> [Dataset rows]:
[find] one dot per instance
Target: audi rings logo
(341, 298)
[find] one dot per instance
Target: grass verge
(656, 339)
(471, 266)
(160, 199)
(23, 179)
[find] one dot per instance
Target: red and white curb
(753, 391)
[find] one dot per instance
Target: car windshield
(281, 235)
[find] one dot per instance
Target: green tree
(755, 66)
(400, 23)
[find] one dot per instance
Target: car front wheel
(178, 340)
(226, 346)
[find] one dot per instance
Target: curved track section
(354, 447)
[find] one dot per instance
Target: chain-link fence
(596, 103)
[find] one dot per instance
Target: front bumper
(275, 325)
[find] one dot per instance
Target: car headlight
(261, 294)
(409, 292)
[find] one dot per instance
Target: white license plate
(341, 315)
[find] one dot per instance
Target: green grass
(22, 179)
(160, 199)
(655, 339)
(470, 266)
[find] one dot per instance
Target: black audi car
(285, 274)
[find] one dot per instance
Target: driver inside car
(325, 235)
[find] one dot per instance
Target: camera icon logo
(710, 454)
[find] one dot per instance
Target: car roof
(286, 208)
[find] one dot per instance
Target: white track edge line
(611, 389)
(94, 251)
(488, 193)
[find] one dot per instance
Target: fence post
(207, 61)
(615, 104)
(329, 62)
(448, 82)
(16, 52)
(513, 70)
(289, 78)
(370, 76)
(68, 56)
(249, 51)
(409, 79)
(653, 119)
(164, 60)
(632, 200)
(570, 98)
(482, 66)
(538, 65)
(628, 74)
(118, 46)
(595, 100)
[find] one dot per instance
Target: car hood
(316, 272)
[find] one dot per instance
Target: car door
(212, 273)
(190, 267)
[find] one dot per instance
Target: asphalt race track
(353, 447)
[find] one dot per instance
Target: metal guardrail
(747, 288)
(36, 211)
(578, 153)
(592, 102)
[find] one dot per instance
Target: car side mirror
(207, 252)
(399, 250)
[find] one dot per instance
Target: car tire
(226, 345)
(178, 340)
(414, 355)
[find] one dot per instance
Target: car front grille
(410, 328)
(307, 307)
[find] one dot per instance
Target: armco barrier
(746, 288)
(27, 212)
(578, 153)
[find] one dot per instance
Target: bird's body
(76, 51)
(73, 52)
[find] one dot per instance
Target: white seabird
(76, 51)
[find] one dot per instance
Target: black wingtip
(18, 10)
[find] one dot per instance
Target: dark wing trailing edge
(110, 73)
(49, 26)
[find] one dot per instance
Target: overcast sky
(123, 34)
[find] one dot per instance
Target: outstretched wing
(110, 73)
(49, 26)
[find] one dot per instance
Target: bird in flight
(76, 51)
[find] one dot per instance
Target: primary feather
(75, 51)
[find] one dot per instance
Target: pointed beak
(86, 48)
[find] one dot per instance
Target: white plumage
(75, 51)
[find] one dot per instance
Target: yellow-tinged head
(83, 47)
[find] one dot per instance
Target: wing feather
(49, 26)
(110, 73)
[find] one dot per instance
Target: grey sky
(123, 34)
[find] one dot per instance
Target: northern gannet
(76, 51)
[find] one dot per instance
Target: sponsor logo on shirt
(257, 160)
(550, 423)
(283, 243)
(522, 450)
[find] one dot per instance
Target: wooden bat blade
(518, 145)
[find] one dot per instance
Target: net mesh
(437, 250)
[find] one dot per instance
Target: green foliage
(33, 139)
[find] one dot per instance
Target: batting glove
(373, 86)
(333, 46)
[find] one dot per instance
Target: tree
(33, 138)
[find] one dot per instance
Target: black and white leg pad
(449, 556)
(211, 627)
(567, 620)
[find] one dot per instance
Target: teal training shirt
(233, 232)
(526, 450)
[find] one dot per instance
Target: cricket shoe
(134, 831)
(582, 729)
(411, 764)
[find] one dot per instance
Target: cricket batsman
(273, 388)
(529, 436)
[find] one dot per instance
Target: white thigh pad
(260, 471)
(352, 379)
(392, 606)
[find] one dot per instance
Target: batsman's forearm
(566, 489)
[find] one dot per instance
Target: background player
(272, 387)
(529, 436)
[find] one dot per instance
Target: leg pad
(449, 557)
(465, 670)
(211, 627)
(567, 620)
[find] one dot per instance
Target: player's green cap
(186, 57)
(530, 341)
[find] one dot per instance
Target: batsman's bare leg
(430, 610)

> [Required task]:
Without omitting anything, output the entries exactly.

> [Solution to the problem]:
[find] one dot per instance
Target: audi rings logo
(341, 298)
[find] one dot per instance
Target: grass verge
(656, 339)
(471, 266)
(160, 199)
(23, 179)
[find] one dot per instance
Target: red and white curb
(753, 391)
[find] one dot per instance
Target: car windshield
(281, 235)
[find] one dot per instance
Target: green tree
(755, 66)
(400, 23)
[find] one dot per instance
Target: car front wheel
(178, 340)
(226, 346)
[find] one dot per instance
Target: curved track section
(354, 447)
[find] one dot per instance
Target: chain-link fence
(596, 103)
[find] one dot per instance
Target: front bumper
(275, 325)
[find] one dot per instance
Target: car headlight
(261, 294)
(409, 292)
[find] one dot per instance
Target: white license plate
(341, 315)
[find] one dot per instance
Target: green grass
(22, 179)
(160, 199)
(655, 339)
(470, 266)
[find] one dot per instance
Target: black audi car
(285, 274)
[find] one dot per instance
Target: driver inside car
(325, 235)
[find] one dot per instance
Target: camera icon logo
(710, 454)
[find] one dot per instance
Target: car roof
(286, 208)
[find] one dot per instance
Target: white track edge line
(611, 389)
(94, 251)
(488, 193)
[find] one dot per instance
Target: fence post
(207, 61)
(615, 104)
(329, 62)
(448, 82)
(16, 52)
(513, 70)
(289, 78)
(370, 76)
(68, 56)
(249, 51)
(409, 79)
(653, 119)
(164, 60)
(632, 200)
(570, 98)
(482, 66)
(538, 65)
(628, 74)
(118, 46)
(595, 100)
[find] one dot per instance
Target: car hood
(316, 272)
[find] one dot per instance
Target: car door
(212, 273)
(190, 267)
[find] one dot per instance
Target: asphalt race track
(353, 447)
[find] one dot per instance
Target: metal guardrail
(747, 288)
(36, 211)
(578, 153)
(592, 102)
[find] one dot per instance
Target: car side mirror
(207, 252)
(399, 250)
[find] one dot per instance
Target: car tire
(226, 345)
(178, 340)
(414, 355)
[find] one dot per instance
Target: car front grille
(410, 328)
(307, 307)
[find] one dot per instance
Target: armco barrier
(746, 288)
(27, 212)
(578, 153)
[find] one dot per instance
Target: bird's body
(76, 51)
(73, 52)
[find] one dot per instance
Target: white seabird
(76, 51)
[find] one dot per instance
Target: black wingtip
(18, 10)
[find] one dot per instance
Target: dark wing trailing edge
(110, 73)
(49, 26)
[find] one dot per instance
Target: overcast sky
(123, 34)
[find] one dot per instance
Target: outstretched wing
(110, 73)
(49, 26)
[find] one dot per instance
Target: bird in flight
(76, 51)
[find] one dot per instance
Target: primary feather
(75, 51)
[find] one dot per instance
Target: pointed beak
(86, 48)
[find] one dot per instance
Target: white plumage
(75, 51)
[find] one dot per instance
Target: yellow-tinged head
(83, 47)
[find] one dot per instance
Target: wing feather
(49, 26)
(110, 73)
[find] one dot per instance
Target: grey sky
(123, 34)
[find] one dot per instance
Target: northern gannet
(76, 51)
[find] one dot per instance
Target: sponsor logo on shirt
(257, 160)
(550, 423)
(283, 243)
(522, 450)
[find] one dot per instance
Target: wooden bat blade
(518, 145)
[find] one dot per instance
Target: net mesh
(437, 250)
[find] one dot per instance
Target: green foliage
(33, 139)
[find] one dot per instance
Target: batting glove
(373, 86)
(333, 46)
[find] one dot per instance
Target: tree
(33, 138)
[find] one dot per instance
Target: black and white leg pad
(449, 556)
(211, 627)
(567, 620)
[find] one dot per instance
Target: teal training shirt
(233, 232)
(526, 450)
[find] one dot per instance
Target: cricket shoe
(134, 831)
(582, 729)
(411, 764)
[find] one dot per instance
Target: cricket batsman
(273, 388)
(529, 436)
[find] one dot per instance
Target: white thigh pad
(260, 471)
(352, 379)
(392, 606)
[find] one dot per instance
Target: batsman's forearm
(566, 489)
[find] one dot per instance
Target: background player
(272, 387)
(529, 436)
[find] one dot per instance
Target: leg pad
(449, 557)
(465, 670)
(211, 627)
(567, 620)
[find] one dot per instance
Target: player's green cap
(186, 57)
(530, 341)
[find] one dot per instance
Target: batsman's bare leg
(430, 610)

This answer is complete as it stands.